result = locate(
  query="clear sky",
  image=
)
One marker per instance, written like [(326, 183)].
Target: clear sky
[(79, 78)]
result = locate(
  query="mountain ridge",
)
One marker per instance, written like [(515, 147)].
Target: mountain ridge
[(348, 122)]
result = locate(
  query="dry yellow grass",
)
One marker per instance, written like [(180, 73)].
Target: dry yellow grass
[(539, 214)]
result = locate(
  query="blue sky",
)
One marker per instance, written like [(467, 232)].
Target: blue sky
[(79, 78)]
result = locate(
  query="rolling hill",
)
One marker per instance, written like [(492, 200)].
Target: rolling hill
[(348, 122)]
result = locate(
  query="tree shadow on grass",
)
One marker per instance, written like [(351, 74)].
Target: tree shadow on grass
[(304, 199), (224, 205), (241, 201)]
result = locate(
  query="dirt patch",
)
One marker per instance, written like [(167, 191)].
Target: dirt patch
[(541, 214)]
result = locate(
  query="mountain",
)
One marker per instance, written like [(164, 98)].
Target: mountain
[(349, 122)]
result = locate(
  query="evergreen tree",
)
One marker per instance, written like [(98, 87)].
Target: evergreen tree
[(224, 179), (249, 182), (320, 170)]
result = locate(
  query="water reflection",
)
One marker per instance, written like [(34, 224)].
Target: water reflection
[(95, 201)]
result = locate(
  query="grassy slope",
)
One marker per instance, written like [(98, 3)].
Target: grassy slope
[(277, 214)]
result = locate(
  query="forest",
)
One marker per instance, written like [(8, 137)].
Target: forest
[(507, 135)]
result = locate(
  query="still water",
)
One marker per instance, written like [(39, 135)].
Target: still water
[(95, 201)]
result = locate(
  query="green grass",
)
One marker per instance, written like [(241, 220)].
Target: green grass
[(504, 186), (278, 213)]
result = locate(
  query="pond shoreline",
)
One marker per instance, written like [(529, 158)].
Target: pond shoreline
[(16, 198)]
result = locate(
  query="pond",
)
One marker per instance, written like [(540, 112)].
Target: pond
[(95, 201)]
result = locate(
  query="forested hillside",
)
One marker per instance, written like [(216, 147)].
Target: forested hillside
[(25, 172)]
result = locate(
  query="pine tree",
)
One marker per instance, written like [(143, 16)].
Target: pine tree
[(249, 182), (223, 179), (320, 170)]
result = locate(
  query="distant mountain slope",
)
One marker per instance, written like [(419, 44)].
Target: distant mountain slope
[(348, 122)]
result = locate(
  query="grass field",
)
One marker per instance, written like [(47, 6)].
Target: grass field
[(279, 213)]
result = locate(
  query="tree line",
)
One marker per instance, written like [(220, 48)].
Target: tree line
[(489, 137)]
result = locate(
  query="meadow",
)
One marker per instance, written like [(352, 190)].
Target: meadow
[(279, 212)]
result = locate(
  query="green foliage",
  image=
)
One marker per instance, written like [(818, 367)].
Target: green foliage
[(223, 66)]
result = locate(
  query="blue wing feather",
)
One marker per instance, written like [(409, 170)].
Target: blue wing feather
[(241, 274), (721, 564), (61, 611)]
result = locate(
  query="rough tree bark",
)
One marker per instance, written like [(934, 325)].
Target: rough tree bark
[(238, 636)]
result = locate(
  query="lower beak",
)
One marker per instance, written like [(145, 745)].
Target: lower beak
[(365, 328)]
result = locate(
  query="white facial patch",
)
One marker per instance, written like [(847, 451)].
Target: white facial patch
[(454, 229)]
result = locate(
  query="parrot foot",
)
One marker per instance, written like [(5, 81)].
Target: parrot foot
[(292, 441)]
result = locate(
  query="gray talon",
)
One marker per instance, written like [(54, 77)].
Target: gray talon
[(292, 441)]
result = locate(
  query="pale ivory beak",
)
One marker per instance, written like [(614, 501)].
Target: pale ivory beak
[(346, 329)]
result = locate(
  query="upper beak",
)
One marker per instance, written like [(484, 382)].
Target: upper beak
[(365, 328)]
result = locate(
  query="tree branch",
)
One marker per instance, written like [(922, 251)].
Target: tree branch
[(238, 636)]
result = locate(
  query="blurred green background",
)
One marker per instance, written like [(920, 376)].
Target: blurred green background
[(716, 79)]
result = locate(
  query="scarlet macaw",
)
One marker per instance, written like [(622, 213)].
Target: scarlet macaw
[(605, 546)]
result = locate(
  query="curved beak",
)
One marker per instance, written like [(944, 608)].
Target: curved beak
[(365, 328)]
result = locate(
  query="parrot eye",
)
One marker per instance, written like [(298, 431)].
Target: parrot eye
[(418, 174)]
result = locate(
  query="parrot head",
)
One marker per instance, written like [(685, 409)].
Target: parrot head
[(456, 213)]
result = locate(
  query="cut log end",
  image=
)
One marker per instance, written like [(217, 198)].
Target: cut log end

▶ **WHAT IS EXPECTED**
From the records above, print exactly the lines that run from the line with "Target: blue sky" to the line with "One marker per instance, written like [(351, 74)].", inclusive.

▶ **EXERCISE OUTPUT**
Target: blue sky
[(79, 78)]
result = locate(
  query="rolling hill",
)
One marker per instance, written like [(492, 200)].
Target: rolling hill
[(348, 122)]
result = locate(
  query="tree shadow on grass",
)
One marker per instance, written like [(351, 74)].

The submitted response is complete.